[start Available records]

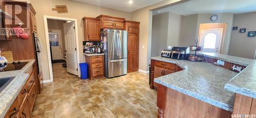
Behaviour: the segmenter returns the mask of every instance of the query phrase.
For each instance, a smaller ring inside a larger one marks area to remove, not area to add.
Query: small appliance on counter
[[[182,60],[187,60],[189,55],[188,47],[174,46],[172,50],[164,50],[161,53],[161,57]]]
[[[203,46],[198,46],[198,40],[196,39],[195,41],[196,43],[195,46],[190,46],[189,49],[190,51],[195,51],[195,55],[189,55],[188,60],[191,61],[203,61],[204,60],[204,57],[200,55],[197,55],[197,51],[201,51],[203,50]]]

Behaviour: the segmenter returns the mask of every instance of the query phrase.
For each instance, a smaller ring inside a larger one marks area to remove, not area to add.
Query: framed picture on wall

[end Available records]

**To be done:** Please copy out the listing above word for word and line for line, leaving out the pictures.

**The reply:**
Behaviour: the segmenter returns the mask of every instance of the query phrase.
For each instance, a smaller ring inside a larger one marks area to remove, not area to add.
Query: small appliance on counter
[[[182,60],[187,60],[189,55],[188,47],[174,46],[172,50],[164,50],[161,53],[161,57]]]
[[[203,46],[198,46],[198,40],[196,39],[195,41],[196,43],[195,46],[190,46],[189,49],[190,51],[195,51],[195,55],[189,55],[188,60],[191,61],[203,61],[204,60],[204,57],[200,55],[197,55],[197,51],[201,51],[203,50]]]

Behaviour: the segmenter returns the mask of every instance of the query phrase.
For each instance, a smaller ring inside a larger one marks area to remove, not area to add.
Query: framed picture on wall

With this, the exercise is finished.